#### [PROBLEM STATEMENT]
Reproduce the records below exactly, but only between the lines holding "hair in the photo above." and "ear in the photo above.", inclusive.

Dataset entries
Segment Open
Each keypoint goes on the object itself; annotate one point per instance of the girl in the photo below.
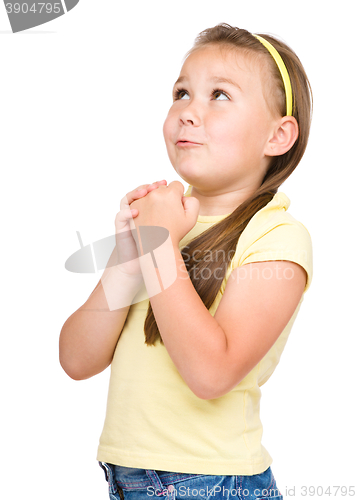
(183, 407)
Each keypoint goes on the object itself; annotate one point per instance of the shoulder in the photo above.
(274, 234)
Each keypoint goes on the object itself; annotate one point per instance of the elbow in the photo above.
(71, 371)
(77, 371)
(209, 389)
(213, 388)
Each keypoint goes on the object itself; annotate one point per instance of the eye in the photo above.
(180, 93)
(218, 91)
Segment Closed
Segment Open
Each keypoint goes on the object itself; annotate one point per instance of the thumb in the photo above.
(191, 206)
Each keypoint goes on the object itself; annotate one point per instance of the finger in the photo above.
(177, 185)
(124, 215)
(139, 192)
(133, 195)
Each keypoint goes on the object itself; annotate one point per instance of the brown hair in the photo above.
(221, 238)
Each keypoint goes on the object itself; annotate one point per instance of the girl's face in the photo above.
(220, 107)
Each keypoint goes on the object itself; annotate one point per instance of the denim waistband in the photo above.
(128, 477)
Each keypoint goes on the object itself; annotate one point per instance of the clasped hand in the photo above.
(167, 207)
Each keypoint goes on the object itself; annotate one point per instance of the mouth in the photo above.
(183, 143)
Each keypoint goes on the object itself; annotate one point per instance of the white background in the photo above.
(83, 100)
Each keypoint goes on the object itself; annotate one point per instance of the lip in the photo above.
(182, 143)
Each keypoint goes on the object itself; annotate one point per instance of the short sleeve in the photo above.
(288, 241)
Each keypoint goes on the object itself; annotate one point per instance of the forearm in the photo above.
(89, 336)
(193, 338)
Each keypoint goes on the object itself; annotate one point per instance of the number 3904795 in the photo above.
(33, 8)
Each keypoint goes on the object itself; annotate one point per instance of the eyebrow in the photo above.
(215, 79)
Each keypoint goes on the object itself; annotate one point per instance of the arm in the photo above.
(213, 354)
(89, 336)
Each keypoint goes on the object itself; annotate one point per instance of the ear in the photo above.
Segment Closed
#### [SOLUTION TO THE EXERCISE]
Each keypoint goes on the object itself; annotate one point per instance of the brown hair in the photo above.
(221, 238)
Each keypoint goes on the object itself; annotate one point per instance of the girl's face in the photo above.
(220, 107)
Each keypoint goes on the object itself; annotate one point per instance of the denim waistband in the photo above.
(128, 477)
Each keypoint goes on the object itself; annotate one point per instance of the clasped hand in the photo above.
(167, 207)
Each keypoint goes on the object itself; annotate one point per instance of the mouth in the photo above.
(183, 143)
Each keypoint goes on the object itself; annotate one point per instance of the white background in the photo above.
(83, 100)
Each keypoint goes on the object itself; annotate one point per instance of the lip in the photo above.
(182, 143)
Each keypoint goes on the object itself; annotate one point per instance of the short sleeve in the photo above.
(288, 241)
Each keypoint goes on the object itself; annotate one point per instance of the forearm in the photo above.
(89, 336)
(193, 338)
Each keypoint goes on the object itself; annotate one point per instance of the number 3904795 in the photo above.
(33, 8)
Each keypoint goes on the object itself; annotate one point per instance of the eyebrow in the photo above.
(215, 79)
Each keypoint goes on the object itself; annotate one point per instance of the arm in the photo above.
(213, 354)
(89, 336)
Each keypoint goes on the object itself; annotate one point per instance of the ear in the photo above.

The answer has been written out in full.